5.1 Core 0 Initialization: Clock and Memory Setup

Core 0 must establish the complete memory map, defining the address spaces for the 520 KB of on-chip SRAM , the 4 MB of QSPI flash , and all peripheral registers. This core must also initialize the system clocks (PLLs), which are often configured to run at the maximum 150 MHz operating frequency. In bare-metal C, this means using volatile pointers to directly access the hardware registers for control, such as:

				
					// Example: Direct Register Access for Clock Setup (Illustrative)
#define CLK_PERI_CTRL_REG (*(volatile uint32_t*)0x40008000)

void initialize_clocks() {
    // Write value to register to set peripheral clock source...
    CLK_PERI_CTRL_REG = 0xDEADBEEF;
}

5.2 Manual Core Handoff

Core 0 must manually wake up Core 1. The Core 0 sequence for waking Core 1 involves using a dedicated hardware register block accessible by both cores:

Set Entry Point: Write the starting address of Core 1’s main function into a designated Core 1 Start Address Register. This function is often called core1_entry().
Release from Reset: Write a specific value to a dedicated Core 1 Control Register to release the core from its hardware reset state.

Upon release, Core 1 immediately fetches the instruction at the specified entry point and begins execution, running entirely asynchronously from Core 0.

Example: Simplified Core Handoff (Conceptual)

				
					// Shared register definitions (Must be verified against datasheet)
#define CORE1_START_REG (*(volatile uint32_t*)0x40000004)
#define CORE1_CTRL_REG  (*(volatile uint32_t*)0x40000008)

// Entry function for Core 1
void core1_entry() {
    // Core 1-specific initialization (e.g., dedicated peripheral setup)
    while (1) {
        // Core 1's main loop
    }
}

void main_core0() {
    // 1. Core 0 Initialization (Clocks, Memory Map, etc.)

    // 2. Set Core 1 entry address
    CORE1_START_REG = (uint32_t)core1_entry;

    // 3. Release Core 1 from reset
    CORE1_CTRL_REG = 0x1; // Write value to start execution
}

6. Inter Core Communication

With both cores running asynchronously, a mechanism for safe data sharing is essential. The RP2350’s generous 520 KB of high-speed SRAM is the ideal medium for this Inter-Processor Communication (IPC).

◆ AVAILABLE DATA ◆

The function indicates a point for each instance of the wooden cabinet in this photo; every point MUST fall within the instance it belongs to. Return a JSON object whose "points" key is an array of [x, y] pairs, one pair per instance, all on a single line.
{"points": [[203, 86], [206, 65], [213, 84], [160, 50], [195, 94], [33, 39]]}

◆ EXERCISES TO COMPLETE ◆
[A] Which register names are defined with #define in the excerpt on dual-core startup?
[B] According to the excerpt on dual-core startup, what maximum operating frequency are the system clocks often configured to run at?
[C] Repeat the part of the excerpt on dual-core startup that begins with "Release from Reset: Write" and continues through "from Core 0.".

◆ SOLUTIONS TO THE TASKS ◆
[A] CLK_PERI_CTRL_REG, CORE1_START_REG, CORE1_CTRL_REG

[B] 150 MHz

[C]
Release from Reset: Write a specific value to a dedicated Core 1 Control Register to release the core from its hardware reset state.

Upon release, Core 1 immediately fetches the instruction at the specified entry point and begins execution, running entirely asynchronously from Core 0.